* **QUOTED PASSAGE**

• • • •

Ethnographic Methods

     The survey research was supplemented by utilizing ethnographic data collected from representatives of the three types of qigong groups and a yoga instructor, as yoga is conceptually and methodologically related to qigong yet, culturally distinct.  The ethnographic component can assist in observing  how this component of Oriental medicine and culture is being integrated into the American popular culture phenomenon of alternative and complementary health care.  The ethnographic data were collected by personal interviews assisted by supplemental communication by email, observation, and participant observation.
     Locating the research subjects was a complicated process.  My literature review provided an initial basis to begin with and I located several possible subjects within a reasonable geographic proximity.  Several possible subjects I initially contacted indicated interest in participating in my study but, for various reasons became unavailable.  One of my primary sources for locating possible research subjects was the Internet which eventually lead to my finding several suitable subjects and one subject even made initial contact with me.
     One of the most interesting things I found during my ethnographic work was the interest shown by energetic healers in being studied.  Many informants expressed interest in participating in more in-depth study of themselves involving hard science experiments of their techniques.  These informants expressed belief that the results of their practice would lend itself to measurement or quantification in some way.

• • • •

(Dataset entries)
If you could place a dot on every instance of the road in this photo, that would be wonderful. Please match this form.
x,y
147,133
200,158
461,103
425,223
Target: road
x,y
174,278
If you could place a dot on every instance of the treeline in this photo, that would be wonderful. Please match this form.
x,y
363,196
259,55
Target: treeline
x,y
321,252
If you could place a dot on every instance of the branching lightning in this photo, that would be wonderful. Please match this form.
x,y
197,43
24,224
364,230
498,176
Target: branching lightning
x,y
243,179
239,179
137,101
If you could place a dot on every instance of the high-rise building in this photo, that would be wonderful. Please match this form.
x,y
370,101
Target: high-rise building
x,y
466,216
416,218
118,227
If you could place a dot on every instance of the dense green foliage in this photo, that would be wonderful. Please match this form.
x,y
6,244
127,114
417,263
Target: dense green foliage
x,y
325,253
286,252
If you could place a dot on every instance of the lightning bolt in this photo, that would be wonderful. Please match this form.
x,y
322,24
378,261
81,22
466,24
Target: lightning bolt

• • • •

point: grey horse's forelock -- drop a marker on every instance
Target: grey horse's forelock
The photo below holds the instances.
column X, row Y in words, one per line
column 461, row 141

• • • •

* **EXERCISES**
1. According to the ethnographic methods section, why was a yoga instructor included among the people studied?
2. Write the next part of the ethnographic methods section, starting after its final sentence.

* **ANSWERS TO THE EXERCISE**
1. Yoga is conceptually and methodologically related to qigong yet culturally distinct.

2.
     In my work with a qigong healer, a qigong martial artist and a yoga teacher my research took the form of assuming the status of a student and fitting into the category of qigong practitioner.  I learned and practiced the healing methods taught by these individuals and would communicate with them on a regular basis about the training process.  As well, I was able to observe the interaction of my "teachers" with other students and patients and speak with them about their experiences with these healing methods.
     The work with my other informants took the form of participant observation with less in-depth communication.  This is due to the nature of the other research subjects.  One of these was a group of people with their healing practice focused on weekly meetings of the group.  Because of this group dynamic, I focused more on the group than on individuals and assumed the role of group participant as a qigong practitioner.  Another subject was a professional in a healing modality which requires formal education and licensing and limited the role I could assume to interviewer or participant observation in the status of patient.
     From these various roles and statuses I was able to gain a fuller picture of the healing process and of the similarities and differences between the approaches used by each of these individuals.  The concept of the energetics of the human body were all very similar in all approaches.  The similarity of some of the energetic healing techniques among the subjects was quite an interesting occurrence as well.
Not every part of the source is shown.